- Data provided
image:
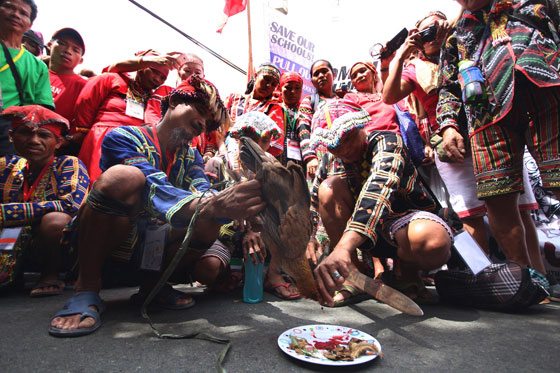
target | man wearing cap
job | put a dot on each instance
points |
(23, 78)
(151, 175)
(372, 201)
(40, 192)
(33, 42)
(67, 48)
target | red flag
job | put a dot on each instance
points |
(232, 7)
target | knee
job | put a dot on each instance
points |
(430, 244)
(52, 224)
(122, 183)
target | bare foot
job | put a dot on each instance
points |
(48, 285)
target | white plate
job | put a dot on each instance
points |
(322, 333)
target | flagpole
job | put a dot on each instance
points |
(250, 67)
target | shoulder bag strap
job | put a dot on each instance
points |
(15, 73)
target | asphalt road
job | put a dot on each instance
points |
(445, 339)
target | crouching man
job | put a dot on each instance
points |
(371, 199)
(151, 173)
(40, 192)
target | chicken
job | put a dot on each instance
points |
(287, 224)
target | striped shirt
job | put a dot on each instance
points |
(165, 193)
(61, 189)
(385, 184)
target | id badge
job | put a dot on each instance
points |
(153, 247)
(293, 150)
(8, 238)
(134, 109)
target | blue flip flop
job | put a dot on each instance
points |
(79, 305)
(167, 298)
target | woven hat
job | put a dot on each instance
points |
(255, 123)
(335, 121)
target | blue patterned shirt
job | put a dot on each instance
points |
(164, 195)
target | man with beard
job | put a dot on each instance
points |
(67, 48)
(24, 80)
(153, 181)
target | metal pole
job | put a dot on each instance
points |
(196, 42)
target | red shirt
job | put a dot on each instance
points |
(65, 89)
(152, 114)
(384, 117)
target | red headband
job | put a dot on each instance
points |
(150, 52)
(38, 116)
(290, 76)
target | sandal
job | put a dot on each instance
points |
(80, 304)
(167, 298)
(39, 290)
(356, 296)
(274, 289)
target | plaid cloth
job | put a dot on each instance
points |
(505, 287)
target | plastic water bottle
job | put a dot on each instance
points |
(253, 286)
(472, 83)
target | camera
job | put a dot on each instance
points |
(428, 34)
(394, 44)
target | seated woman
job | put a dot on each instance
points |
(291, 85)
(261, 129)
(373, 202)
(112, 100)
(40, 192)
(322, 76)
(259, 97)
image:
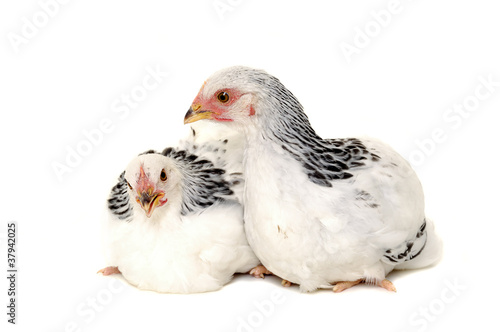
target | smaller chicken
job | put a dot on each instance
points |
(175, 225)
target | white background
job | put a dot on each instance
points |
(71, 72)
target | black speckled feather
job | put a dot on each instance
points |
(203, 186)
(323, 160)
(118, 202)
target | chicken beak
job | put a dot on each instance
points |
(195, 113)
(149, 200)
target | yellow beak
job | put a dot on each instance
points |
(195, 113)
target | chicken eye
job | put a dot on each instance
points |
(223, 97)
(163, 175)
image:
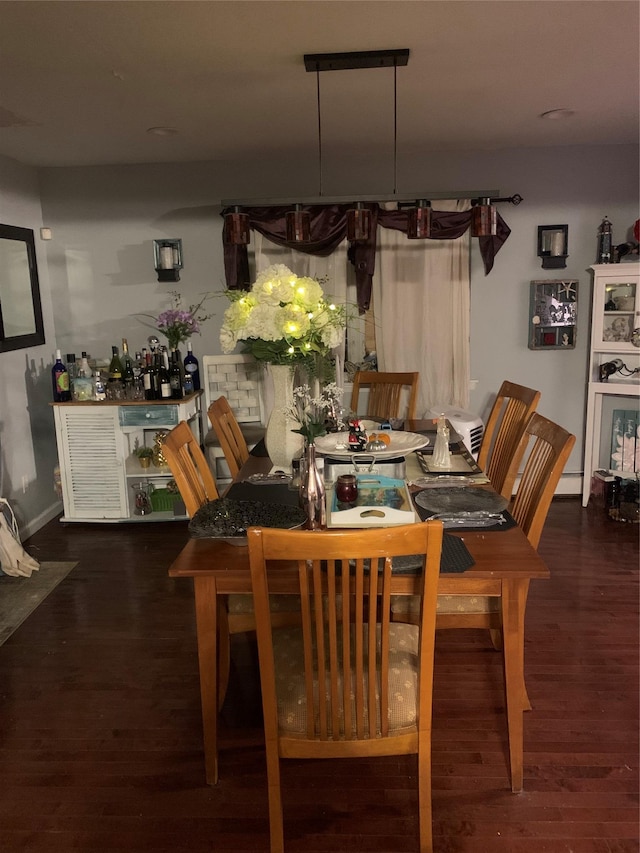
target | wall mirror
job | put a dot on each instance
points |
(20, 308)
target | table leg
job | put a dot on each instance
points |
(207, 628)
(514, 601)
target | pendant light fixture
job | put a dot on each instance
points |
(358, 223)
(298, 223)
(419, 220)
(483, 219)
(236, 228)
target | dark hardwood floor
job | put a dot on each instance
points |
(100, 730)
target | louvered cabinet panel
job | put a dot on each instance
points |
(91, 455)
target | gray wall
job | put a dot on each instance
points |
(27, 438)
(104, 219)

- Prompt
Begin at the first line of the data above and repeat each line exactly, stopping after the line containing "target | striped shirt". Omit the pictures.

- Written response
image:
target | man wearing cap
job | put a dot on each instance
points |
(23, 78)
(151, 175)
(372, 201)
(40, 192)
(33, 42)
(67, 48)
target | red flag
job | put a dot on each instance
points |
(232, 7)
target | knee
job | put a dot on each instance
points |
(430, 244)
(52, 224)
(122, 183)
target | bare foot
job | put a dot on each instance
points |
(48, 285)
target | white plate
job | put a dot on each instance
points |
(322, 333)
target | flagpole
job | put a dot on each instance
points |
(250, 67)
target | shoulder bag strap
job | put a dot on each instance
points |
(15, 73)
target | asphalt road
job | put a dot on each instance
points |
(445, 339)
target | crouching man
job | put a dot on each instance
points |
(371, 199)
(151, 173)
(40, 192)
target | chicken
job | put a dot on each instance
points |
(287, 224)
target | striped shirt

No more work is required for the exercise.